Problem details
Once you have located the line containing "Target: grass field" in the material below, return it exactly along with each line after it through the line containing "Every instance of the green".

Working data
= = =

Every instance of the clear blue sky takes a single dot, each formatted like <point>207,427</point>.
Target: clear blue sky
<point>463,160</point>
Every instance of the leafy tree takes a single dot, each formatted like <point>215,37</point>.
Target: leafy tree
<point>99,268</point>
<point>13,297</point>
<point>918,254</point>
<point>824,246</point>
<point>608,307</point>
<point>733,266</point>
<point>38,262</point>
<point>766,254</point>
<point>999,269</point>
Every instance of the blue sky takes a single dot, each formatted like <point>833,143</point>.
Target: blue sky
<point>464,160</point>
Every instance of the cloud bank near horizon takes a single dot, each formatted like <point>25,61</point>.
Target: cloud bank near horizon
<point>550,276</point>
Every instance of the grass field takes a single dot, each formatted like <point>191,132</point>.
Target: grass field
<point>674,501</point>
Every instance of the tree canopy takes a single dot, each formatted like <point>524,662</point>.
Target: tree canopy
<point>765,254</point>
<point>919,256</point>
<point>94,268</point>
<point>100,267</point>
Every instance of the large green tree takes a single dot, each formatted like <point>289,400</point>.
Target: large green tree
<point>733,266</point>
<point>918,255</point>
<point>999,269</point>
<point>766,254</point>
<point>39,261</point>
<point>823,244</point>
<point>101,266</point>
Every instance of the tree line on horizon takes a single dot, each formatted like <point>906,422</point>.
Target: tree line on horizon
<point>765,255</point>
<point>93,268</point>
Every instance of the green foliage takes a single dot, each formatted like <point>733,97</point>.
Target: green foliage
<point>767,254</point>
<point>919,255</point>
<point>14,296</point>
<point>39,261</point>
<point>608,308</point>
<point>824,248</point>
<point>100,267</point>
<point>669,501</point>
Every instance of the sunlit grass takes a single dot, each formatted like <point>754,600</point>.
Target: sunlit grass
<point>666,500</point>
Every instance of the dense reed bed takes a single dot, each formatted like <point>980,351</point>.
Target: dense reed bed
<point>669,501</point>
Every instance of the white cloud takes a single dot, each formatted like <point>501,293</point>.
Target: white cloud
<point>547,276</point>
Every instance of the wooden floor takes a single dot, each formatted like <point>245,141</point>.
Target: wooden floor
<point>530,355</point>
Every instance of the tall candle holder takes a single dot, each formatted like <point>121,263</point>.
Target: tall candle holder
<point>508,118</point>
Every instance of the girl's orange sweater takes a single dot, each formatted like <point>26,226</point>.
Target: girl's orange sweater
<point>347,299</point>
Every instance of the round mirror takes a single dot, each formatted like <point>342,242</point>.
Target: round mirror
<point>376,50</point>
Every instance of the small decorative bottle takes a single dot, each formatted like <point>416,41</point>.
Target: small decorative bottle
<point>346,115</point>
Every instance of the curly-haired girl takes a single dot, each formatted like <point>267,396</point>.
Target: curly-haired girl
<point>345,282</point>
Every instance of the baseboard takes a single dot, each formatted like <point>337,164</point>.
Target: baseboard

= = =

Answer for the task
Target: grass field
<point>674,501</point>
Every instance of the tree canopy takes a single dot, each formatted like <point>524,662</point>.
Target: tree canopy
<point>765,254</point>
<point>919,256</point>
<point>94,268</point>
<point>100,267</point>
Every instance of the large green tree takes a single dot, each formatted like <point>289,400</point>.
Target: large green tree
<point>733,266</point>
<point>918,255</point>
<point>999,269</point>
<point>766,254</point>
<point>39,261</point>
<point>823,244</point>
<point>101,266</point>
Every instance of the tree line on horizon takes a single dot, each formatted like <point>906,422</point>.
Target: tree line on horizon
<point>765,255</point>
<point>93,268</point>
Every instance of the green foliage takes a single dot, each formatted like <point>733,97</point>.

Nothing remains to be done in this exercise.